(Stored data)
-*-*-

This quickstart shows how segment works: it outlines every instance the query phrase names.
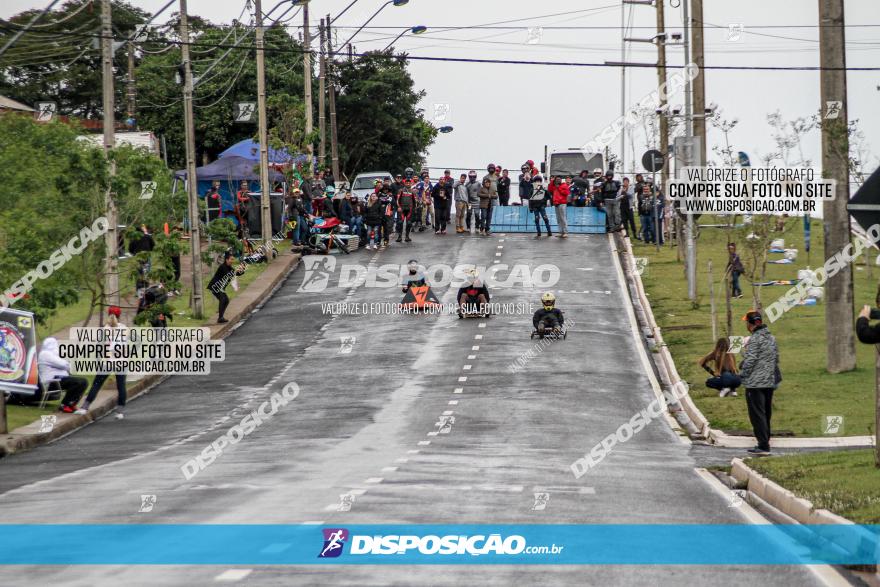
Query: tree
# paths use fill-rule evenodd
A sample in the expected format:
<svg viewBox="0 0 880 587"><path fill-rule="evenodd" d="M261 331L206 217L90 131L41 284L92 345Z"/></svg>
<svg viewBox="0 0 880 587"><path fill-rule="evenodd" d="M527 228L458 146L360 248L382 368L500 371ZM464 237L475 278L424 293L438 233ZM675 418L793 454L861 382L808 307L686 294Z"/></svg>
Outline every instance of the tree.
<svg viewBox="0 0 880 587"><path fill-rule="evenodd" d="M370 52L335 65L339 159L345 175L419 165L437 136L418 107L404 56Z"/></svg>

-*-*-

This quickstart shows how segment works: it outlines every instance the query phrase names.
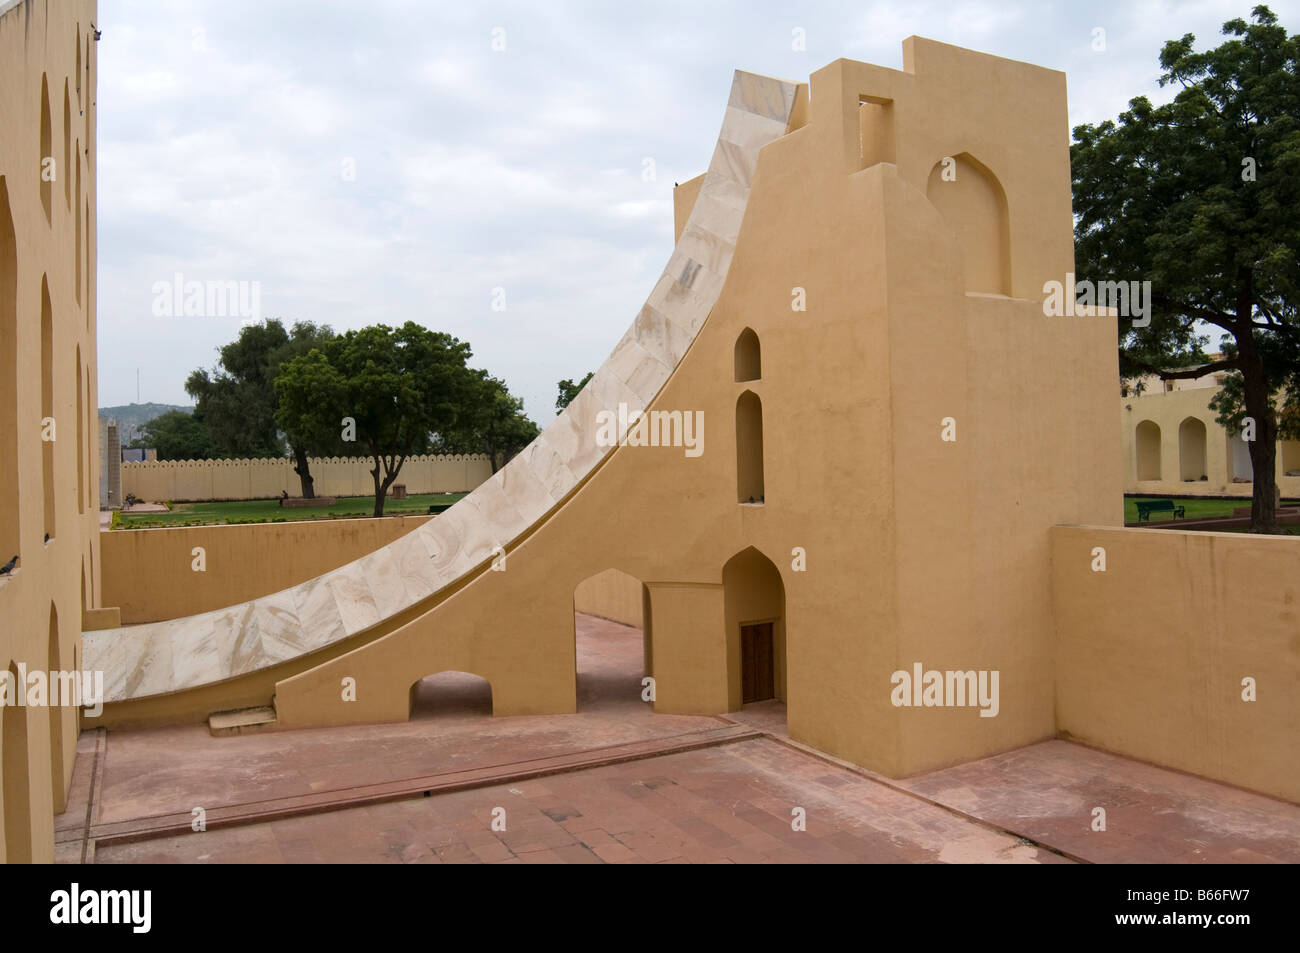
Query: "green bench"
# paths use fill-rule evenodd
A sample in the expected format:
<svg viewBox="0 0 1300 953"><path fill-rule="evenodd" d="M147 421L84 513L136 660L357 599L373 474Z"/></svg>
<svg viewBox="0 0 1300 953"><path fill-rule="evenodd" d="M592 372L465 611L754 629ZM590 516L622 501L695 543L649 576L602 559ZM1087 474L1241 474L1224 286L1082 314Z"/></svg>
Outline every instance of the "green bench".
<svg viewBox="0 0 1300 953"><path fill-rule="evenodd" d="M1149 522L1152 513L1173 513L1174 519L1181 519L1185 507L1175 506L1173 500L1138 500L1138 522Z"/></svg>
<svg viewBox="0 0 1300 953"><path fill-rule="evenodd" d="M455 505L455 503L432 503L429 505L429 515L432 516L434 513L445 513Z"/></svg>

-*-*-

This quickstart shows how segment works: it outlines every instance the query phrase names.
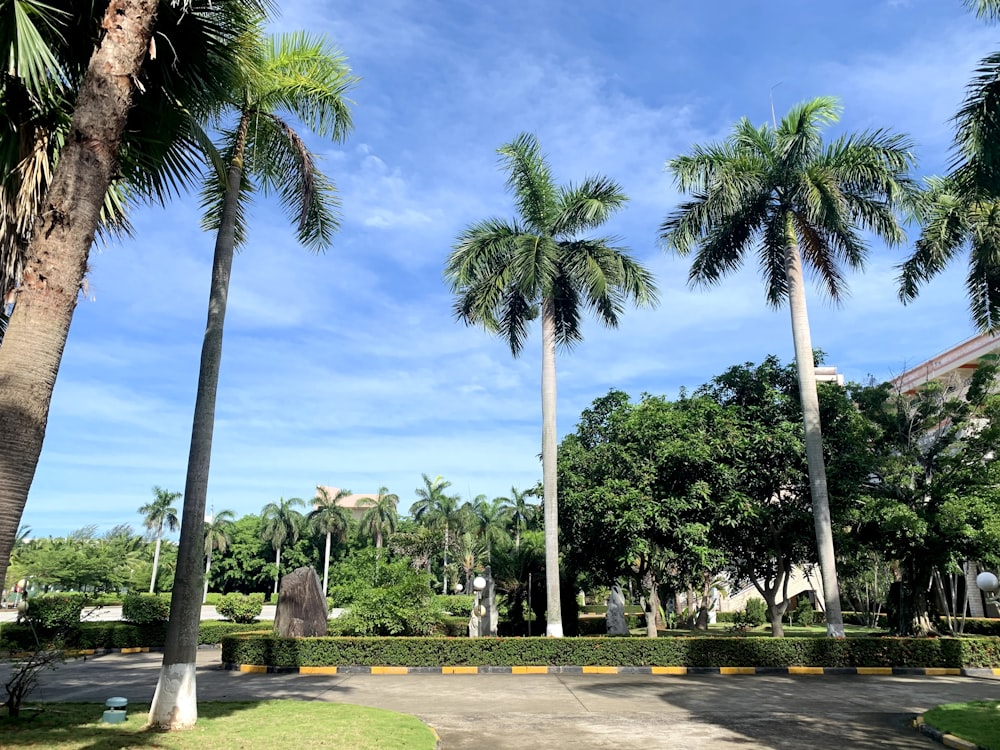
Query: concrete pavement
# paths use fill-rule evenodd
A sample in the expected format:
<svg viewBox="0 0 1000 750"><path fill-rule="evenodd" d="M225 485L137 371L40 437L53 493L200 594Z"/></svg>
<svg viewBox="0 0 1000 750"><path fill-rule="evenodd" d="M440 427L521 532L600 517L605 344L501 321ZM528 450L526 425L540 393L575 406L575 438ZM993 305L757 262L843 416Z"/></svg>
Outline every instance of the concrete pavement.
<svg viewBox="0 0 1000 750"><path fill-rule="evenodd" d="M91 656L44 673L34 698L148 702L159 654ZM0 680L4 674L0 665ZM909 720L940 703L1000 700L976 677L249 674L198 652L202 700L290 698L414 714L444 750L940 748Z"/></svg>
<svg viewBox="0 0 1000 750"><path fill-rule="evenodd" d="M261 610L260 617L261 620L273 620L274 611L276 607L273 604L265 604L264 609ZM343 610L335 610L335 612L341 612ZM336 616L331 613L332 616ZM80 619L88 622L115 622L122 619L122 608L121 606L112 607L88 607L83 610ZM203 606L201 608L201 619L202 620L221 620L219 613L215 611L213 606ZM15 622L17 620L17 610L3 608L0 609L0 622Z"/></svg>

-*-*-

WHAT NEEDS TO BE DONE:
Please return the lines above that run from the line containing "Query: tree" to the line containing "228L458 146L360 248L382", inclusive, exactly and with no other lines.

SOLUTION TO THIS EXERCISE:
Query: tree
# paths use fill-rule evenodd
A sample in the expected format:
<svg viewBox="0 0 880 587"><path fill-rule="evenodd" d="M261 331L206 217L90 131L41 284L92 345Z"/></svg>
<svg viewBox="0 0 880 587"><path fill-rule="evenodd" d="M527 228L458 146L360 248L382 368L500 371ZM464 237L475 278L424 293L438 233ZM675 418L793 454L861 382L808 307L686 294Z"/></svg>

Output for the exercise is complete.